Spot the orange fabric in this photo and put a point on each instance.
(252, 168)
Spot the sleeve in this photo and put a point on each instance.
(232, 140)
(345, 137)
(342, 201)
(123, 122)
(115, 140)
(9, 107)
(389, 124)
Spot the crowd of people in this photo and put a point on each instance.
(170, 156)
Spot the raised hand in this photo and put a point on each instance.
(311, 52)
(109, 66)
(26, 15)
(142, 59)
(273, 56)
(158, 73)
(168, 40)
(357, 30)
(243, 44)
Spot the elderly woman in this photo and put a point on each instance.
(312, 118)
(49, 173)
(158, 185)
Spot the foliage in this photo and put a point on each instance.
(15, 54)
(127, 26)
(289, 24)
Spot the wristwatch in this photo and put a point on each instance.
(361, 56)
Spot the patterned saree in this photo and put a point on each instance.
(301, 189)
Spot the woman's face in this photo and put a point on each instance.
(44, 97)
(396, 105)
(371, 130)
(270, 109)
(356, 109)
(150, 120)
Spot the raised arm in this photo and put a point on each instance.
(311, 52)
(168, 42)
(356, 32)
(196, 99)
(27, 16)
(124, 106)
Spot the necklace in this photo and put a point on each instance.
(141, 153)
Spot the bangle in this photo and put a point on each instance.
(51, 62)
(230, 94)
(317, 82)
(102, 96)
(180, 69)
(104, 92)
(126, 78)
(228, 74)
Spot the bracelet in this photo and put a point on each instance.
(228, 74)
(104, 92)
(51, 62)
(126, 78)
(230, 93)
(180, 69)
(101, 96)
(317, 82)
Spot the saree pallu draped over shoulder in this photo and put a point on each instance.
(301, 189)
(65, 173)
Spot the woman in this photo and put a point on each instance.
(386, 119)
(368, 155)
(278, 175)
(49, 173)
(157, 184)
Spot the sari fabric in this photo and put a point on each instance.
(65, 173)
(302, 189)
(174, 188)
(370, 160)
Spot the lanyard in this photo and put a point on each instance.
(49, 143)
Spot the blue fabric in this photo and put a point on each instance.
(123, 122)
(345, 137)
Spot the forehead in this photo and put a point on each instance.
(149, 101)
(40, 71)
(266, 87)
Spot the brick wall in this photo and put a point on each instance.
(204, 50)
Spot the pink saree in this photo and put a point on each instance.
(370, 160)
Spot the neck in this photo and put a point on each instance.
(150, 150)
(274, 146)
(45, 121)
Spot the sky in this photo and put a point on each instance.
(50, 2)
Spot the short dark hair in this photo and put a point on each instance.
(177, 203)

## Assigned task
Everything from the line containing "Spot the lanyard" to the last line of the entries above should be quoted exactly, and only that.

## Result
Spot the lanyard in this photo and put a point on each instance.
(49, 143)
Spot the blue fabric in this photo and put a point on each instance.
(123, 122)
(345, 137)
Spot the forehead in this photo and put a point on each instance.
(149, 101)
(40, 71)
(266, 87)
Spot the brick wall in this photo and put a point on each instance.
(204, 50)
Spot the pink saree in this photo and put a point on each instance.
(370, 160)
Spot the neck in this photo and put a point on each instance.
(150, 150)
(274, 146)
(45, 121)
Spot the sky in this photo and put a point on each instance.
(50, 2)
Spot the short dark hair in this photo and put a point on each instance.
(177, 203)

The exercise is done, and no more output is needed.